Information given:
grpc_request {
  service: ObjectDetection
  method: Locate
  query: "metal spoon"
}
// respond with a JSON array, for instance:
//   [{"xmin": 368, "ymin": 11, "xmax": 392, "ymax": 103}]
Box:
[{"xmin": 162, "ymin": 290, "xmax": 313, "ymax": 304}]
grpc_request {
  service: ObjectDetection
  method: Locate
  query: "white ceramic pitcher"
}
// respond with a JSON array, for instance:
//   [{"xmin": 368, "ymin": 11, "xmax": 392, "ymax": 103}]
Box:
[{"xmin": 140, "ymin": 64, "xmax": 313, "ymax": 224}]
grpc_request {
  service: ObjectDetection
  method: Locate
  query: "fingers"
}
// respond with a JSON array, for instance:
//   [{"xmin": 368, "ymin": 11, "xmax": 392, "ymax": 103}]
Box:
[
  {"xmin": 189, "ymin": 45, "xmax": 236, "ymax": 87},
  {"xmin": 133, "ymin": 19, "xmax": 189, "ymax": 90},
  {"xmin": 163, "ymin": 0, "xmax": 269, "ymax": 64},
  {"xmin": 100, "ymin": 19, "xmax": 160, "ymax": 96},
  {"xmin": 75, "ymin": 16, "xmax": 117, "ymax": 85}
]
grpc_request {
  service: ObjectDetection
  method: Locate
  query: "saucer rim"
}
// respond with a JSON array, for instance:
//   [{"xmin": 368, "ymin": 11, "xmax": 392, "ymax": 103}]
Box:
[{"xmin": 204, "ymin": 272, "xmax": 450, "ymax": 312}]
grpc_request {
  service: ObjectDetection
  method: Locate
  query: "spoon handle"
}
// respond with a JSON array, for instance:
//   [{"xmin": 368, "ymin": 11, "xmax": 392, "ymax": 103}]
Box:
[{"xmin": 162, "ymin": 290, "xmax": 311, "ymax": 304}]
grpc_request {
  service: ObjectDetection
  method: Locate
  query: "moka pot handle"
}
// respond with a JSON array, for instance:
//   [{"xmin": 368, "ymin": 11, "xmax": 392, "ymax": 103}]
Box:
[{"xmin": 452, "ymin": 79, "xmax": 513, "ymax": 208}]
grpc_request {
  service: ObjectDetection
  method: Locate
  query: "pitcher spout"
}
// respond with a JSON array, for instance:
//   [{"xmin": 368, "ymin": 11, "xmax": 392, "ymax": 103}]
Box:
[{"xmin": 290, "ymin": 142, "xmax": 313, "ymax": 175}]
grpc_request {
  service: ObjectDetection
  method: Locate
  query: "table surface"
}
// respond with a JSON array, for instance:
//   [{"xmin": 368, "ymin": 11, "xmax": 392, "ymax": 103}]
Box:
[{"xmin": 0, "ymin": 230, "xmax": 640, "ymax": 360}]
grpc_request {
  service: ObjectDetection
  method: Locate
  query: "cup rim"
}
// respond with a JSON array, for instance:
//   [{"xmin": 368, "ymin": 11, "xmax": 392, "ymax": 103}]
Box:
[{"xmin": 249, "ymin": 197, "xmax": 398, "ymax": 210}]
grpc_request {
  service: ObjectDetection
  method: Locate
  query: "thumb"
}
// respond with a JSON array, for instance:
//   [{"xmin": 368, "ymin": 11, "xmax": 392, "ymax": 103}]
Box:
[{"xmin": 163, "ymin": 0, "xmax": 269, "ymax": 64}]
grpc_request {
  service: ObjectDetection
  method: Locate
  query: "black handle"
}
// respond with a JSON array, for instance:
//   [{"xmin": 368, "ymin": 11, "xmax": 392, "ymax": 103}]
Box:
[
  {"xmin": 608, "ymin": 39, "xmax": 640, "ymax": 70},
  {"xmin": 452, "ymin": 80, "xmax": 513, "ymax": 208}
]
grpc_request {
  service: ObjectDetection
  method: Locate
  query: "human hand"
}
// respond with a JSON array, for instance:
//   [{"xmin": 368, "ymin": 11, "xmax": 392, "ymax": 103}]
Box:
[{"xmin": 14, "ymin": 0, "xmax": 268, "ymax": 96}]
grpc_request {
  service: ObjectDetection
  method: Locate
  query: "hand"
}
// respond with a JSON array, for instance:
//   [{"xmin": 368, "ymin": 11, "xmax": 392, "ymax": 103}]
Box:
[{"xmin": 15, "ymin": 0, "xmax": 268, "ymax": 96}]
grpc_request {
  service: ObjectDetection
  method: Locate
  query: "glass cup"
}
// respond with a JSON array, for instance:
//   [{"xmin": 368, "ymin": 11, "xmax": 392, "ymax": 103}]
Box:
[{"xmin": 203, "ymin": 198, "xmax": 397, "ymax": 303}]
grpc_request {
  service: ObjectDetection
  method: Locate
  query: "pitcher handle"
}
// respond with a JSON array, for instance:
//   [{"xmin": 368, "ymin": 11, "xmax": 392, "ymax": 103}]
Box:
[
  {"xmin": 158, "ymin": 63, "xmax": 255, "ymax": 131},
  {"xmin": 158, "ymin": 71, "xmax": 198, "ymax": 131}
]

The exercise: From the listing above, gather each line that contains the string "handle".

Response:
  query: "spoon handle"
  query: "moka pot handle"
  query: "black handle"
  query: "pitcher handle"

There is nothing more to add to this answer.